[To do]: Rewrite every line of the records below as a JSON list of strings, with one string per line and blank lines omitted.

[Record excerpts]:
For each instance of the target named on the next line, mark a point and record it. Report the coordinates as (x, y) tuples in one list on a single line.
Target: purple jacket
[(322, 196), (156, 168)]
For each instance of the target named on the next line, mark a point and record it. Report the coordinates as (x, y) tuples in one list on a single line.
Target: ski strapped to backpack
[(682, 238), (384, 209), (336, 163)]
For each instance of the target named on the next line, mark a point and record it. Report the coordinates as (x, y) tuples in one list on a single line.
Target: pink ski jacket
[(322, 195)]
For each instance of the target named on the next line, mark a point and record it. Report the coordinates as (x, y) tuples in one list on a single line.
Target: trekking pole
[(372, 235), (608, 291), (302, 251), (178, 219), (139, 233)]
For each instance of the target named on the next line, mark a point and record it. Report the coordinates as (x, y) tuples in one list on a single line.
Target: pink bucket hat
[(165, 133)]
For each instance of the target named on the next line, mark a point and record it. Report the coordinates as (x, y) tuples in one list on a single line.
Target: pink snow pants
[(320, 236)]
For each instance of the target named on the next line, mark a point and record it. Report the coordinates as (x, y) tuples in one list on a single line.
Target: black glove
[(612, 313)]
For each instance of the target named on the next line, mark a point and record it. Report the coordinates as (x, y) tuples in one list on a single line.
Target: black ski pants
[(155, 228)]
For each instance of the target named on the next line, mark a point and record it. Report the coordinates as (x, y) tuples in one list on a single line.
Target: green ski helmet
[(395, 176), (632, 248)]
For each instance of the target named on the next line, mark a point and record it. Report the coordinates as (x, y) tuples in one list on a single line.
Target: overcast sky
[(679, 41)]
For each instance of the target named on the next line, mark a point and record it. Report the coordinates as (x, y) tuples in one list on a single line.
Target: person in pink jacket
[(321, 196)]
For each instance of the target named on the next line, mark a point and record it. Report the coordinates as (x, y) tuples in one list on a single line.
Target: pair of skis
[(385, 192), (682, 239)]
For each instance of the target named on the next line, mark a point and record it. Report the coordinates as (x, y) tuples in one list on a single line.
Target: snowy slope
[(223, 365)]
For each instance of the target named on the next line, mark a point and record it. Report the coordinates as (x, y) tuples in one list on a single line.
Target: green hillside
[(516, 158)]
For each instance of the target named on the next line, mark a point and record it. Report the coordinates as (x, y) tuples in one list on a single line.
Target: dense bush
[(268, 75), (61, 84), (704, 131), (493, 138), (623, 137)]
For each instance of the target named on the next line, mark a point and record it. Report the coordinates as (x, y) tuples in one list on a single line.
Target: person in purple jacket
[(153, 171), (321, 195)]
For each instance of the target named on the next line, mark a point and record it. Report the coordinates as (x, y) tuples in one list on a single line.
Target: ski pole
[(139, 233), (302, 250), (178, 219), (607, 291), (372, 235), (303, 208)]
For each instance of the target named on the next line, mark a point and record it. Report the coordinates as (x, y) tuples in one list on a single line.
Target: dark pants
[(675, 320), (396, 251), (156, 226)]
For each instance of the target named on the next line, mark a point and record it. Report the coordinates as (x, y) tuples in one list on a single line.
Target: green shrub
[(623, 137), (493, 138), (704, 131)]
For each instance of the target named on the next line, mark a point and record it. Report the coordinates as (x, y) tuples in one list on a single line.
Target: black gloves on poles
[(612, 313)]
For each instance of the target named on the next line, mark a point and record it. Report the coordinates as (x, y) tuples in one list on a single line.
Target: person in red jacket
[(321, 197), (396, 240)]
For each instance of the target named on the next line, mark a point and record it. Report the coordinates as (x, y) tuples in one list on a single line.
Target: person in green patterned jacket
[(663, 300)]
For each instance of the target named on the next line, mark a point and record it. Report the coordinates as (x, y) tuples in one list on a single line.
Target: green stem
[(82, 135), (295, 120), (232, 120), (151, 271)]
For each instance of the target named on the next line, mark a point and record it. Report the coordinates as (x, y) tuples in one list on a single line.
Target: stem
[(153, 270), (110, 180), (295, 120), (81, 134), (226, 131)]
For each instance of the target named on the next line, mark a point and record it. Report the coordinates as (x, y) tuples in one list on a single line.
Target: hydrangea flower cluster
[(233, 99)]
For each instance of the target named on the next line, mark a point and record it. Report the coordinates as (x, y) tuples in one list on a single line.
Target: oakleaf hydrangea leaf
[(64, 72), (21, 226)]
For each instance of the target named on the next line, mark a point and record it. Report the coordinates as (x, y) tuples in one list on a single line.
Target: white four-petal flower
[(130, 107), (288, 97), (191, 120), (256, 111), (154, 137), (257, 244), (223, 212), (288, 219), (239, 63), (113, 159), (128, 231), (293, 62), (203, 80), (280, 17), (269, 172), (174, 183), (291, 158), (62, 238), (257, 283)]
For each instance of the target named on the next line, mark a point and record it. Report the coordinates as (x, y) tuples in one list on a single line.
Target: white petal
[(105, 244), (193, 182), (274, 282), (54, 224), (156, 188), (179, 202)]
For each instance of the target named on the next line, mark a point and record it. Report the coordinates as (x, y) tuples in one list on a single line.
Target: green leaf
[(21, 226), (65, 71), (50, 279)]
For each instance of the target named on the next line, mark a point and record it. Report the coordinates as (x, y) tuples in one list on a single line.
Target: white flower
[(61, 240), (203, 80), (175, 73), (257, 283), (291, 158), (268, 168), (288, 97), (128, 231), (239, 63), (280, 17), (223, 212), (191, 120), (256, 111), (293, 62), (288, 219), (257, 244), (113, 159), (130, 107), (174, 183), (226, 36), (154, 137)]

[Problem solution]:
[
  "For each instance of the target named on the next line, mark a point and record it. Report the coordinates as (x, y) tuples in one list on a single line.",
  "Target: purple jacket",
  "[(322, 196), (156, 168)]",
  "For each instance of the target named on the next line, mark a point and record it. Report the coordinates as (x, y) tuples in one list on a single line.",
  "Target: ski strapped to backpack",
  "[(682, 238), (384, 209), (336, 163)]",
  "For each instance of the target named on the next line, mark a point and record it. Report the coordinates as (x, y) tuples in one list on a single line.",
  "Target: pink ski jacket",
  "[(322, 195)]",
  "For each instance of the target named on the next line, mark a point and record it. Report the coordinates as (x, y) tuples in one list on a single line.",
  "Target: trekking pole",
  "[(372, 235), (608, 291), (302, 251), (178, 219), (139, 233)]",
  "For each instance of the target named on the next line, mark a point and record it. Report the coordinates as (x, y) tuples in one list on a single line.",
  "Target: pink bucket hat",
  "[(165, 133)]",
  "For each instance of the target named on the next line, mark a point and record it. Report the coordinates as (x, y) tuples in one list on a single line.",
  "Target: pink snow pants",
  "[(320, 236)]",
  "For each instance of the target named on the next line, mark a point and record it. Report the coordinates as (x, y) tuples in one list on a single line.",
  "Target: black glove",
  "[(612, 313)]",
  "For each instance of the target named on the next line, mark a point and record it. Report the coordinates as (x, y) tuples in one list on a single line.",
  "Target: black ski pants",
  "[(155, 228)]",
  "For each instance of the target named on the next line, mark a point and record it. Report the coordinates as (x, y) tuples in one list on a single line.",
  "Target: green ski helmet",
  "[(395, 176), (632, 248)]",
  "For each instance of the target named on the next line, mark a point and record it. Report the coordinates as (x, y) tuples in one list on a single line.",
  "Target: overcast sky",
  "[(679, 41)]",
  "For each instance of the target named on the next line, mark a point and record it. Report the coordinates as (x, y) tuples in one list on a single line.",
  "Target: person in pink jacket",
  "[(321, 196)]",
  "For each instance of the target named on the next line, mark a point and record it. Report the coordinates as (x, y) tuples in one list on a single line.",
  "Target: pair of skis",
  "[(385, 192), (682, 239)]",
  "For each instance of the target named on the next line, mark a point and record it. Report the coordinates as (x, y) tuples in one list on a single line.",
  "Target: snowy slope",
  "[(223, 365)]",
  "For each instance of the target named on the next line, mark a point and record it. Report the coordinates as (x, y) tuples in one list on a single line.",
  "Target: green hillside",
  "[(516, 158)]",
  "For each instance of the target named on the next line, mark a point and record it. Report the coordinates as (x, y) tuples in one list on a single line.",
  "Target: dense bush",
  "[(268, 75), (61, 84), (704, 131), (493, 138), (623, 137)]",
  "For each instance of the target named on the next line, mark a point and record it. Report the coordinates as (x, y) tuples in one list on a single line.",
  "Target: person in purple jacket",
  "[(153, 171), (321, 195)]",
  "For each instance of the target named on the next line, mark a point and record it. Report the coordinates as (x, y) tuples in one list on a single line.",
  "Target: ski pole",
  "[(139, 233), (302, 250), (178, 219), (607, 291), (372, 235), (303, 208)]",
  "For each instance of the target named on the next line, mark a point and record it. Report the coordinates as (x, y) tuples in one list on a single line.",
  "Target: dark pants",
  "[(675, 320), (396, 251), (156, 226)]",
  "For each instance of the target named on the next line, mark a point and record it. Report the coordinates as (x, y) tuples in one list on a single line.",
  "Target: green shrub",
  "[(623, 137), (493, 138), (704, 131)]",
  "For each instance of the target named on the next line, mark a point and record it. Report the coordinates as (x, y) tuples in one list on a single line.",
  "Target: black gloves on poles",
  "[(612, 313)]",
  "For each instance of the target named on the next line, mark a point and record it. Report the coordinates as (x, y) tuples in one list on a single line.",
  "Target: person in red jacket",
  "[(321, 197), (396, 240)]",
  "For each instance of the target named on the next line, mark a point and record it. Report the coordinates as (x, y) tuples in one list on a single line.",
  "Target: person in green patterned jacket",
  "[(663, 300)]",
  "For each instance of the target named on the next line, mark a point and record it. Report the coordinates as (x, y) tuples in one list on a single line.",
  "Target: green stem",
  "[(82, 135), (295, 120), (232, 120), (151, 271)]",
  "For each instance of the target named on the next line, mark a point and record it. Report the coordinates as (x, y) tuples in one list on a single line.",
  "Target: stem",
  "[(153, 270), (110, 180), (295, 120), (81, 134), (226, 131)]",
  "For each instance of the target named on the next line, mark a point and record it. Report the coordinates as (x, y) tuples in one list on a single line.",
  "Target: hydrangea flower cluster",
  "[(233, 99)]",
  "For each instance of the target named on the next line, mark a point and record it. Report the coordinates as (x, y) tuples in one list on a single line.",
  "Target: oakleaf hydrangea leaf",
  "[(64, 72), (21, 226)]",
  "For each instance of the target named on the next line, mark a point and record it. Report the coordinates as (x, y) tuples in one list on a single line.",
  "Target: white four-petal flower",
  "[(130, 107), (288, 97), (191, 120), (256, 111), (154, 137), (257, 244), (223, 212), (288, 219), (239, 63), (113, 159), (128, 231), (293, 62), (203, 80), (280, 17), (269, 172), (174, 183), (291, 158), (62, 238), (257, 283)]",
  "For each instance of the target named on the next line, mark a point and record it. Report the coordinates as (x, y) tuples in one list on a single line.",
  "Target: white petal",
  "[(105, 244), (193, 182), (274, 282), (54, 224), (156, 188), (179, 202)]",
  "For each instance of the target named on the next line, mark a point and record it. Report the coordinates as (x, y) tuples in one list on a single line.",
  "Target: green leaf",
  "[(21, 226), (65, 71), (50, 279)]",
  "For each instance of the target named on the next line, mark a point and record it. Report the coordinates as (x, y) tuples in one list on a single line.",
  "Target: white flower",
  "[(61, 240), (203, 80), (175, 73), (257, 283), (291, 158), (268, 168), (288, 97), (128, 231), (239, 63), (280, 17), (223, 212), (191, 120), (256, 111), (293, 62), (288, 219), (257, 244), (113, 159), (130, 107), (174, 183), (226, 36), (154, 137)]"
]